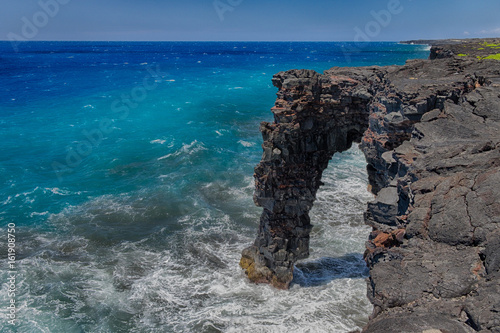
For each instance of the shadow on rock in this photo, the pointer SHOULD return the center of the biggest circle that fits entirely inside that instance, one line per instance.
(324, 270)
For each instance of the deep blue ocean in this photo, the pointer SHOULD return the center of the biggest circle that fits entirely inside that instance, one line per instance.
(127, 170)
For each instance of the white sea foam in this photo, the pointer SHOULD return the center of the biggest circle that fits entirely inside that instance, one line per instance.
(189, 280)
(246, 143)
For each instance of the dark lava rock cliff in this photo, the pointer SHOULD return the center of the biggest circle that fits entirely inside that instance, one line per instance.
(430, 131)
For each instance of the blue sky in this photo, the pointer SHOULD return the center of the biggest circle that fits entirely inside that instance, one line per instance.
(259, 20)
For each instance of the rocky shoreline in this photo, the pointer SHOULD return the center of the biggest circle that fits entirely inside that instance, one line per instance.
(430, 131)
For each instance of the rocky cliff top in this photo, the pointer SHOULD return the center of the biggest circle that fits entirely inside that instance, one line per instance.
(430, 131)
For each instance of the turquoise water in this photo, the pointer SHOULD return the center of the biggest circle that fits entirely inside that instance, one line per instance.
(127, 170)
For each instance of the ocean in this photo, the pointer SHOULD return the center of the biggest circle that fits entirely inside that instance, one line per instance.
(126, 183)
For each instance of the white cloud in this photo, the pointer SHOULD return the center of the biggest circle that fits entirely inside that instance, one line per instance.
(495, 31)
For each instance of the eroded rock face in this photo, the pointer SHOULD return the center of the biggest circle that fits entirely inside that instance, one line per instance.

* _WHAT NEEDS TO BE DONE_: Please substitute "MUST" for "SHOULD" throughout all the entries above, and give them again with nothing else changed. Leave the pictures out.

* _FINAL RESULT_:
For each instance of the shadow on rock in this photo, the pointer MUST return the center of the biggest circle that fits entirely inside that instance, one line per instance.
(324, 270)
For each instance of the deep blue ocean in this photo, the pointer MUST return the center of the biggest circle that fits entirely inside that instance, one line per instance.
(127, 170)
For each instance of the white sea foam in this photo, the pointer MUST return the center of the biggest circle that fits entirely inside that instance, one line per instance.
(189, 280)
(246, 143)
For each instance of the dark lava rock cliff in this photo, the pointer MUST return the center of the biggest circle that fits entirely inside that instance, one line per instance.
(430, 131)
For each instance of the blue sky in this photo, the pointer MUST return the center of the biggest circle that fits entirely inside that instance, one line per instance.
(259, 20)
For each instance of the rocky shoreline in this photo, the pointer MUST return the center of the biggest circle that fits entirely inside that instance, one line per instance.
(430, 131)
For each instance of the rocky cliff top in this photo, the pointer MUST return the center of the biggest circle that fits entirely inside that instance, one line per instance.
(430, 131)
For each instance of the turquoise water in this photo, the pointer MUST return the center of the biggest circle that fits entirely inside that instance, one line per instance.
(127, 170)
For each instance of the ocean in this photo, the pointer MUST return the center of the biggest circle that fits entirely inside that instance, one line per instance.
(126, 183)
For each instance of the white cloud in this photo, the pointer MUST return the center of the biggest circle that fits entirely inside that instance, one line per instance.
(495, 31)
For each instance of the eroded rock face in this photo, the pointer MUST return the center of the biggest circle that fits entirely inside that instance, one line per instance.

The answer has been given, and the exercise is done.